Study text →
- Opening Delimiter -

They choose to experience the world not as it appears, but rather from a place of fear, refusing to believe the truth and audaciously declaring the laws of physics to be nonsense! You’d think they had been born 500 years ago! How sad! And how very dangerous for us all!
Over a century ago the Nobel Prize-winning British physicist, chemist, and mathematician William H, Bragg wrote: “From religion comes a man’s purpose; from science, his power to achieve it. Sometimes people ask if religion and science are not opposed to one another.”
They are, in the sense that the thumb and fingers of my hands are opposed to one another. It is an opposition by means of which everything can be grasped.”
More recently the late Carl Sagan (astronomer, cosmologist, astrophysicist) said, “Science is not only compatible with spirituality; it is a profound source of spirituality … The notion that science and spirituality are somehow mutually exclusive does a disservice to both.”
For a number of years now the Clergy Letter Project has encouraged communities of faith to celebrate “Evolution Weekend” in the month of February.

- Closing Delimiter -

What the exercise asks → Reproduce the passage on science and religion word for word, beginning with "They are, in" and stopping after "month of February.".

Entries shown →

- Opening Delimiter -

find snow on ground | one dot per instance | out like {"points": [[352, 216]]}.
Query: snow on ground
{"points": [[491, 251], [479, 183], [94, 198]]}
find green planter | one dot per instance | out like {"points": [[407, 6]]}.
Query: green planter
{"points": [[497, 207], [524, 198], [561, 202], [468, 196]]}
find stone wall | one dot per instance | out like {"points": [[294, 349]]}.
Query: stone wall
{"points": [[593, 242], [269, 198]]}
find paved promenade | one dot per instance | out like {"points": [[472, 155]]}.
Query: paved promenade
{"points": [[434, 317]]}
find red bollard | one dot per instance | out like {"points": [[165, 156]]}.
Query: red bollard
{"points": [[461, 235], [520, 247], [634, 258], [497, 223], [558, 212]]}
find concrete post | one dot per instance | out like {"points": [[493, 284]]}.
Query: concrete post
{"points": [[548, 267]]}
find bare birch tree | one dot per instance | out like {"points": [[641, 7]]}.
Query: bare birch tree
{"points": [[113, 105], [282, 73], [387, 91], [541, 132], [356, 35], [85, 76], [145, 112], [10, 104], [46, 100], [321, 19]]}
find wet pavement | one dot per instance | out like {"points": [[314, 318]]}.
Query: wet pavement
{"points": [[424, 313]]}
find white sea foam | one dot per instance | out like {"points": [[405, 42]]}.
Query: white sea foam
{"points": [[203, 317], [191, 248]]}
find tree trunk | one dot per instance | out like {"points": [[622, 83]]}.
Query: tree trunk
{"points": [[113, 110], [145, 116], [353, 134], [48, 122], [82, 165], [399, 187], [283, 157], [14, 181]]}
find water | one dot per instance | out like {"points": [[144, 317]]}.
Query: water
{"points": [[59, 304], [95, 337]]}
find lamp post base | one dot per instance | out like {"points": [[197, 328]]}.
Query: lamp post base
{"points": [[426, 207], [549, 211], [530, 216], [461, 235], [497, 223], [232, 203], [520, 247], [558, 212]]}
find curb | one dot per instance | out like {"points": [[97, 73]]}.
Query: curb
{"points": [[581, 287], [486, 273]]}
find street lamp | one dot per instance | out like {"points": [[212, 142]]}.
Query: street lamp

- Closing Delimiter -

Task solution →
They are, in the sense that the thumb and fingers of my hands are opposed to one another. It is an opposition by means of which everything can be grasped.”
More recently the late Carl Sagan (astronomer, cosmologist, astrophysicist) said, “Science is not only compatible with spirituality; it is a profound source of spirituality … The notion that science and spirituality are somehow mutually exclusive does a disservice to both.”
For a number of years now the Clergy Letter Project has encouraged communities of faith to celebrate “Evolution Weekend” in the month of February.